DATA FOR ANALYSIS:
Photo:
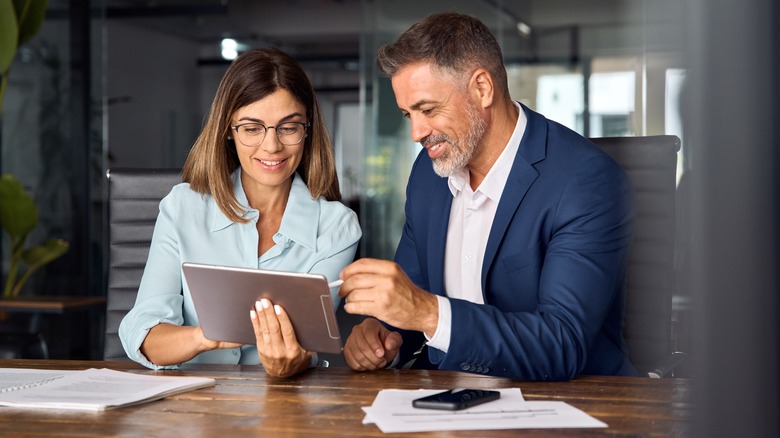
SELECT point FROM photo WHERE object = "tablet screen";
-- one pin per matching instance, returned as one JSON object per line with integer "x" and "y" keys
{"x": 224, "y": 295}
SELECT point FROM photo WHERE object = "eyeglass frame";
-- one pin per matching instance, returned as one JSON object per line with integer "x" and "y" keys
{"x": 306, "y": 126}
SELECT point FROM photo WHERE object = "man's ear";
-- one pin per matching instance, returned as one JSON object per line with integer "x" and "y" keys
{"x": 481, "y": 87}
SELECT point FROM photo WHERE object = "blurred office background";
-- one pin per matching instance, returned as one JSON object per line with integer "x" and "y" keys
{"x": 127, "y": 83}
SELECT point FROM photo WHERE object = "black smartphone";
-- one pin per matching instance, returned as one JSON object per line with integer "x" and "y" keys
{"x": 456, "y": 400}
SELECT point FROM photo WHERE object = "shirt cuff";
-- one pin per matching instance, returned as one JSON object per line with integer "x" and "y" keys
{"x": 441, "y": 338}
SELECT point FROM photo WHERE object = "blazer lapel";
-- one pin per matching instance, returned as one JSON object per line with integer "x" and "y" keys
{"x": 532, "y": 149}
{"x": 437, "y": 236}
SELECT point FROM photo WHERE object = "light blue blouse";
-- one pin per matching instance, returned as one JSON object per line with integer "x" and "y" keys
{"x": 315, "y": 236}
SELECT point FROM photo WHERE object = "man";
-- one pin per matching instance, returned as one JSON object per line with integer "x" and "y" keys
{"x": 513, "y": 256}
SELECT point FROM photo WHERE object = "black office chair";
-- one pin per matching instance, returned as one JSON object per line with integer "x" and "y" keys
{"x": 651, "y": 165}
{"x": 133, "y": 199}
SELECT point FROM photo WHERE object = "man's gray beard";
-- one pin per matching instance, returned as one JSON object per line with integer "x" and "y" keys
{"x": 459, "y": 154}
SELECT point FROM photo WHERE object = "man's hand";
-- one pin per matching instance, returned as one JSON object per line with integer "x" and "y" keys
{"x": 381, "y": 289}
{"x": 371, "y": 346}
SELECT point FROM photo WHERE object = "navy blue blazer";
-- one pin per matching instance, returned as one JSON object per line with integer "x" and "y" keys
{"x": 554, "y": 271}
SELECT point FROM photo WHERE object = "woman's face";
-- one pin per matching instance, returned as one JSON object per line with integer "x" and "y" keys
{"x": 270, "y": 165}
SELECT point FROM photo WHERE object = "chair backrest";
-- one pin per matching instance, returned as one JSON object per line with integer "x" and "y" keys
{"x": 133, "y": 199}
{"x": 651, "y": 165}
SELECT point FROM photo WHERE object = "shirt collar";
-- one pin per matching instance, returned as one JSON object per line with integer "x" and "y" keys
{"x": 298, "y": 215}
{"x": 495, "y": 180}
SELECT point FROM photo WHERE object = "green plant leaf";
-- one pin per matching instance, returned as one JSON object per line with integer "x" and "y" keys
{"x": 18, "y": 214}
{"x": 9, "y": 36}
{"x": 30, "y": 18}
{"x": 40, "y": 255}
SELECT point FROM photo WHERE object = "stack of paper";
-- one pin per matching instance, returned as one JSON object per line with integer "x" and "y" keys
{"x": 92, "y": 389}
{"x": 392, "y": 411}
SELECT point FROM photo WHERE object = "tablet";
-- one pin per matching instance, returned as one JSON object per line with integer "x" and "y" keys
{"x": 224, "y": 295}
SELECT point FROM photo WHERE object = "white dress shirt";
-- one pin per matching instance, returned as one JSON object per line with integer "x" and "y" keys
{"x": 471, "y": 217}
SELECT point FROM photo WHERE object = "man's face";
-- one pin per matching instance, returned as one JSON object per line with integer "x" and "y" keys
{"x": 444, "y": 119}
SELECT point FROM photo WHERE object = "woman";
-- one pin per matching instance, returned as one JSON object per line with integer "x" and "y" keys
{"x": 260, "y": 190}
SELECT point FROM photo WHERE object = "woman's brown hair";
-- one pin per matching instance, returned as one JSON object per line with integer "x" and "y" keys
{"x": 249, "y": 78}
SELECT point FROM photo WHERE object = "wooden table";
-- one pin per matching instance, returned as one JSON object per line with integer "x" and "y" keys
{"x": 327, "y": 401}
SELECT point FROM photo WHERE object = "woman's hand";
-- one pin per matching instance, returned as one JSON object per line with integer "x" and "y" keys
{"x": 277, "y": 346}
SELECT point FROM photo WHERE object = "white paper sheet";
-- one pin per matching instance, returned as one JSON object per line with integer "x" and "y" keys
{"x": 392, "y": 411}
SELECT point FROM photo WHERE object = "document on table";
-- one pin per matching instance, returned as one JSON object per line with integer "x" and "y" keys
{"x": 392, "y": 411}
{"x": 92, "y": 389}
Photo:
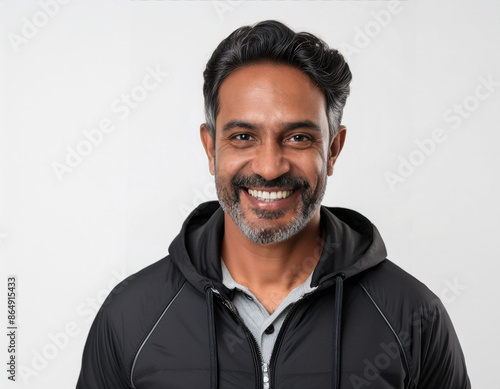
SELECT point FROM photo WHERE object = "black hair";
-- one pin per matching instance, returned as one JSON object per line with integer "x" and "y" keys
{"x": 272, "y": 41}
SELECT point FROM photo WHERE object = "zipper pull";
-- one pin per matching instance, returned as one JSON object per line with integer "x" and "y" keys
{"x": 265, "y": 375}
{"x": 225, "y": 301}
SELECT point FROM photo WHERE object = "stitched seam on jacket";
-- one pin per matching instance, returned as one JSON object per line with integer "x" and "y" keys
{"x": 149, "y": 334}
{"x": 391, "y": 328}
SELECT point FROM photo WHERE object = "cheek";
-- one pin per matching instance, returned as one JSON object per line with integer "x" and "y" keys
{"x": 228, "y": 163}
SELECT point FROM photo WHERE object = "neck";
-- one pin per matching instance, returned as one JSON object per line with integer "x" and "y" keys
{"x": 271, "y": 271}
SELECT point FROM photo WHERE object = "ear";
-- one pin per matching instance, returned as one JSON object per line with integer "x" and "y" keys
{"x": 208, "y": 144}
{"x": 336, "y": 148}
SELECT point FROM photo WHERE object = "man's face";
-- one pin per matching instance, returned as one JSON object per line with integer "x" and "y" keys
{"x": 272, "y": 151}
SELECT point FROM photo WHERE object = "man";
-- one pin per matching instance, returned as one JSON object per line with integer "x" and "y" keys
{"x": 270, "y": 289}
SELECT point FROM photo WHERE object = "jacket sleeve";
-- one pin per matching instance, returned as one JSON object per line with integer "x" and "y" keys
{"x": 442, "y": 359}
{"x": 102, "y": 366}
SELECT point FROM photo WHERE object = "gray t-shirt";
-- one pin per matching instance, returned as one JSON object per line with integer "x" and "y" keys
{"x": 263, "y": 326}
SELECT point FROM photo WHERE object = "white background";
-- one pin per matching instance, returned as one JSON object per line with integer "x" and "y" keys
{"x": 70, "y": 238}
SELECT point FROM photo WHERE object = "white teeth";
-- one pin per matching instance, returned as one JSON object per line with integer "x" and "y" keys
{"x": 269, "y": 196}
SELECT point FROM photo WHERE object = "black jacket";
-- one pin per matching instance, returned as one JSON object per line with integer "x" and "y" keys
{"x": 369, "y": 324}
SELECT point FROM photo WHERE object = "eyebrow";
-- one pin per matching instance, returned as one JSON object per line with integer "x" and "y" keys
{"x": 236, "y": 123}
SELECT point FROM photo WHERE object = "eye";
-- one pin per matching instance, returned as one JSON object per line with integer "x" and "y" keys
{"x": 300, "y": 138}
{"x": 243, "y": 137}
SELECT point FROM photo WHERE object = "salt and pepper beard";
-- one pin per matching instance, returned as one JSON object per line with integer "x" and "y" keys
{"x": 231, "y": 204}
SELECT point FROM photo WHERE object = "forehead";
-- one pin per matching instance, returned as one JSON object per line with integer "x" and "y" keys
{"x": 270, "y": 93}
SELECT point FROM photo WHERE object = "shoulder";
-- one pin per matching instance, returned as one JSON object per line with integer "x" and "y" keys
{"x": 135, "y": 304}
{"x": 147, "y": 290}
{"x": 388, "y": 284}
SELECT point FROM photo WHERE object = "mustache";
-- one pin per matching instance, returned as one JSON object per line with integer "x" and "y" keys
{"x": 284, "y": 181}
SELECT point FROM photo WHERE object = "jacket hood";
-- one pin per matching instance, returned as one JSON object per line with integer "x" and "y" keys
{"x": 352, "y": 245}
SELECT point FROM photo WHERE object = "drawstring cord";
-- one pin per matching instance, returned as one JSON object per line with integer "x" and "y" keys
{"x": 212, "y": 340}
{"x": 337, "y": 329}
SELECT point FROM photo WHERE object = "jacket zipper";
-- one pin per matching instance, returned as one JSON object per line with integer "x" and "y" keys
{"x": 279, "y": 339}
{"x": 263, "y": 376}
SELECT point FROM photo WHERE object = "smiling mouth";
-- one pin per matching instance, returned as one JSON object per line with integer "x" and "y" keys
{"x": 269, "y": 196}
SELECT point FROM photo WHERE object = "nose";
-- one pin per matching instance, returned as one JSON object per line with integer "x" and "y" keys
{"x": 269, "y": 161}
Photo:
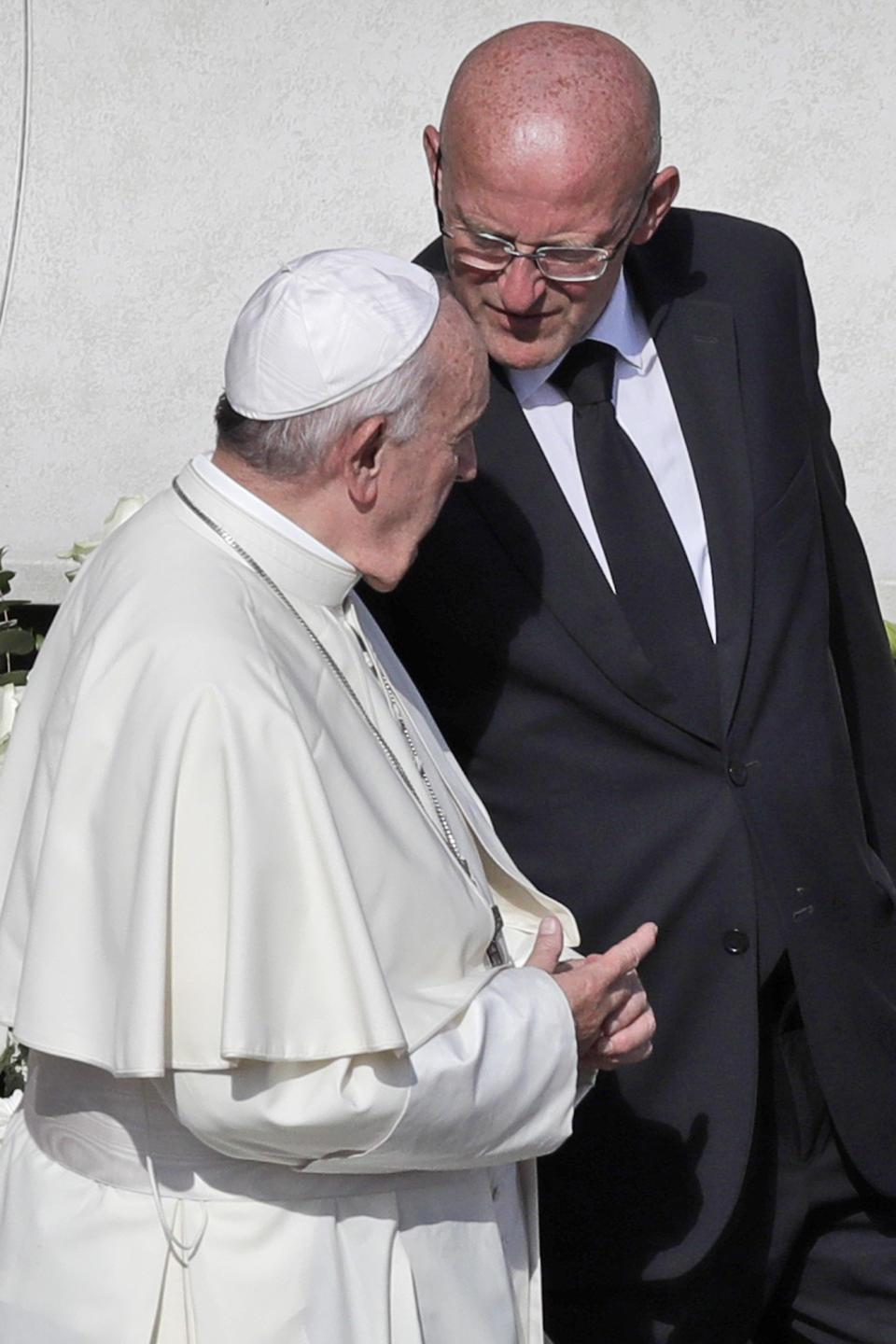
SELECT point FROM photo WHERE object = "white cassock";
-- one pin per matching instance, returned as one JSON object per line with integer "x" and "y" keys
{"x": 278, "y": 1094}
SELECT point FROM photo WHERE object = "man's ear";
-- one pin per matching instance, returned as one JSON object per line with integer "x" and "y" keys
{"x": 361, "y": 460}
{"x": 431, "y": 141}
{"x": 663, "y": 192}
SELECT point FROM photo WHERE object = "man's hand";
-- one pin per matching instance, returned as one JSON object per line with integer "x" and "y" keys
{"x": 614, "y": 1022}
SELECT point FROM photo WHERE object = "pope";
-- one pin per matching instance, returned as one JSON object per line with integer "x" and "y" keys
{"x": 297, "y": 1023}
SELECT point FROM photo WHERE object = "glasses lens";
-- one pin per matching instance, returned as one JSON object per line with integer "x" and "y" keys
{"x": 572, "y": 262}
{"x": 479, "y": 250}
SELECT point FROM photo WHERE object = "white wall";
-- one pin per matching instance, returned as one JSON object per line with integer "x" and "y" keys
{"x": 180, "y": 148}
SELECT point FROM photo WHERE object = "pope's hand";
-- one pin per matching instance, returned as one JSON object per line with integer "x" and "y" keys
{"x": 614, "y": 1023}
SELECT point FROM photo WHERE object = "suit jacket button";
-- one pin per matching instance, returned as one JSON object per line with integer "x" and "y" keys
{"x": 735, "y": 941}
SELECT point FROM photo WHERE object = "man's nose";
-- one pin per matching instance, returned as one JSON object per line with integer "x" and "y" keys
{"x": 520, "y": 286}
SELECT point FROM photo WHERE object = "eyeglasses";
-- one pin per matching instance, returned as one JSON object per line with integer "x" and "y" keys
{"x": 488, "y": 252}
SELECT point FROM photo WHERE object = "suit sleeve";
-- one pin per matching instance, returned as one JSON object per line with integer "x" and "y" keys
{"x": 859, "y": 644}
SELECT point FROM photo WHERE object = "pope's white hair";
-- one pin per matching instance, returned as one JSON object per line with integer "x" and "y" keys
{"x": 290, "y": 446}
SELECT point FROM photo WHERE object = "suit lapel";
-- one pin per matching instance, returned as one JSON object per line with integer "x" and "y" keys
{"x": 697, "y": 350}
{"x": 520, "y": 500}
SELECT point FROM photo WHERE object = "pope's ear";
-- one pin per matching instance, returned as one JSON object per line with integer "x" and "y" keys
{"x": 431, "y": 143}
{"x": 361, "y": 458}
{"x": 663, "y": 192}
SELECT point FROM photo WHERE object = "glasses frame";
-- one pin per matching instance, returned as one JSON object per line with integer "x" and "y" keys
{"x": 603, "y": 256}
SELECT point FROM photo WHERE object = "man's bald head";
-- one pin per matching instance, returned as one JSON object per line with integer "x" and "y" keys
{"x": 540, "y": 86}
{"x": 550, "y": 137}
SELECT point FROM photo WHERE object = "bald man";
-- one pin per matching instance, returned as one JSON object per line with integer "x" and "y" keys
{"x": 649, "y": 632}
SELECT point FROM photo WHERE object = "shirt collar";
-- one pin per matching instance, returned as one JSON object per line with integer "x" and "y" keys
{"x": 621, "y": 324}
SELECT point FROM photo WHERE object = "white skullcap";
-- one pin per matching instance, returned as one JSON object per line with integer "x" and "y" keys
{"x": 323, "y": 327}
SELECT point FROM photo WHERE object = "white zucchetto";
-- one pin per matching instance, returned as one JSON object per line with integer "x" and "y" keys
{"x": 323, "y": 327}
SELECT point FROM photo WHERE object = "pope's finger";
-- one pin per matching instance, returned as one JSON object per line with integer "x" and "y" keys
{"x": 626, "y": 956}
{"x": 548, "y": 945}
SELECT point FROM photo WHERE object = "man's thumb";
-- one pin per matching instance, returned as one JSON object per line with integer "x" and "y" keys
{"x": 548, "y": 945}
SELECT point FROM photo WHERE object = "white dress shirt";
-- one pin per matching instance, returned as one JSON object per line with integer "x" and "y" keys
{"x": 647, "y": 413}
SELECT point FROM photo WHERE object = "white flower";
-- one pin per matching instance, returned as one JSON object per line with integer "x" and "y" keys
{"x": 9, "y": 702}
{"x": 124, "y": 510}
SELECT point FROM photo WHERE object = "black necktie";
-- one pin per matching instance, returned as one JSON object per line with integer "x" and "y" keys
{"x": 653, "y": 580}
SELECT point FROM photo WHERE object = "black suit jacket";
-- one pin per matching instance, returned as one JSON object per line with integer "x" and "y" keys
{"x": 773, "y": 824}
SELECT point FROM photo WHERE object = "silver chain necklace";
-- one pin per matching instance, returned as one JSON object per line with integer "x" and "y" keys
{"x": 496, "y": 952}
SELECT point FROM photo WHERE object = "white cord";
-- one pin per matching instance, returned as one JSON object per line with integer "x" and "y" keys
{"x": 23, "y": 156}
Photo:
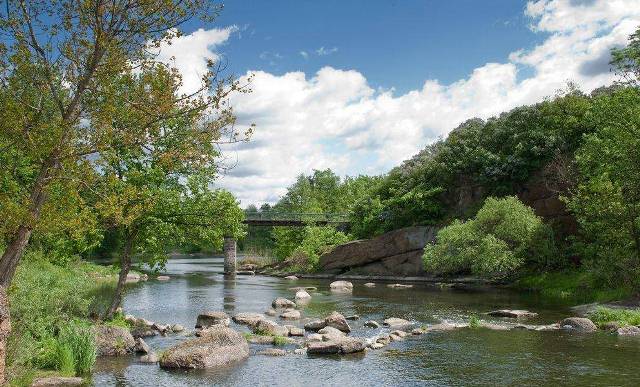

AIM OF THE EXERCISE: Whenever a line in the records above contains the string "blazer", copy that line.

TASK RESULT:
SELECT point FROM photo WHERE object = "blazer lapel";
SELECT point FROM photo WHERE object = "navy blue blazer";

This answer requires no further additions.